**SET PROBLEM 1:**
According to the ARC-AGI-3 evaluation protocol page, which two games serve as practical test beds?
**SET PROBLEM 2:**
Resume the ARC-AGI-3 evaluation protocol after its last sentence.

[Begin PAGE EXTRACT]

SciLayer

Evaluation protocol for measuring genuine learning across repeated ARC-AGI-3 episodes: full-game and single-level setups, primary metrics (action count, dead-end rate, visit redundancy), cross-run persistence requirements, and mapping to ASRA Phase 1–3 transition logging, semantics inference, and episodic memory.

Status: Published preprint (SciLayer Systems)
Companion: ASRA Phase 1, Phase 3

Purpose: Formalize an evaluation protocol for measuring genuine learning across repeated ARC-AGI-3 episodes — not single-episode peak score alone. Defines setups, metrics, persistence requirements, and how ASRA's transition-centric stack produces measurable run-over-run improvement.

1. Motivation

ARC-AGI-3 is an interactive benchmark: agents act, observe state changes, and accumulate evidence over many steps. A single competition score answers:

Did this agent solve anything on this run?

It does not answer:

Does the agent learn from prior interaction — fewer actions, fewer dead ends, better semantics — when the same game or level is attempted again?

Repeated-run evaluation separates memorization of a fixed policy from adaptive reasoning: updating action semantics, visit memory, and plans from transition evidence collected on earlier attempts.

This protocol draws on community discussion of full-game vs single-level repetition (including games ls20 and bp35 as practical test beds) and aligns with ASRA's core loop: log transitions → infer semantics → avoid dead ends → explore efficiently on the next attempt.

[End PAGE EXTRACT]
[Begin DATA EXTRACT]

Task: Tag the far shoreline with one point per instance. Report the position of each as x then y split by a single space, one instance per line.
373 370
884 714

[End DATA EXTRACT]

**FINAL RESULT 1:**
ls20 and bp35

**FINAL RESULT 2:**
2. Evaluation question

Primary hypothesis (adaptive agent):

Repeated interaction with the same game or level should monotonically improve efficiency metrics — holding environment stochasticity and agent seed policy fixed — if learning is occurring.

Null hypothesis (fresh agent each run):

Run k and run k+1 are independent; action count and error rate do not decrease unless by chance.

Distinguishing these requires explicit persistence of memory artifacts between runs and paired comparison of trajectories.

3. Setup A — full-game repetition

Procedure:

Run 1: Agent plays the full game from initial state to terminal (win, loss, or max actions). Log full transition sequence τ₁.
Run 2: Agent replays the same game with memory from Run 1 loaded. Log τ₂.
Run 3+: Continue until action count plateaus or max runs R reached.

Compare: τ₁ vs τ₂ vs τ₃ — action sequences, visit maps, dead-end revisits, time-to-win.

Success criterion (Setup A):

actions(run_k) < actions(run_{k-1})   for some k ≥ 2
AND
dead_end_revisits(run_k) < dead_end_revisits(run_{k-1})

Interpretation: If Run 3 beats Run 2 on action count and reduces repeated dead-end (state, action) pairs, the agent is using cross-run memory — not just lucky exploration noise.

4. Setup B — single-level repetition

Procedure:

Fix a single level within a game (e.g. one stage of ls20 or bp35).
Run 1: Play level from entry state to level terminal or cap.
Run 2+: Replay the same level with persisted memory.

Compare: Per-level action count, unique states visited, subgoal completion time.

Success criterion (Setup B):

median_actions_per_level(run_k) decreases across k
AND
visit_redundancy(run_k) decreases  (fewer re-visits to same state_hash)

Setup B isolates learning at finer granularity — useful when full-game variance dominates.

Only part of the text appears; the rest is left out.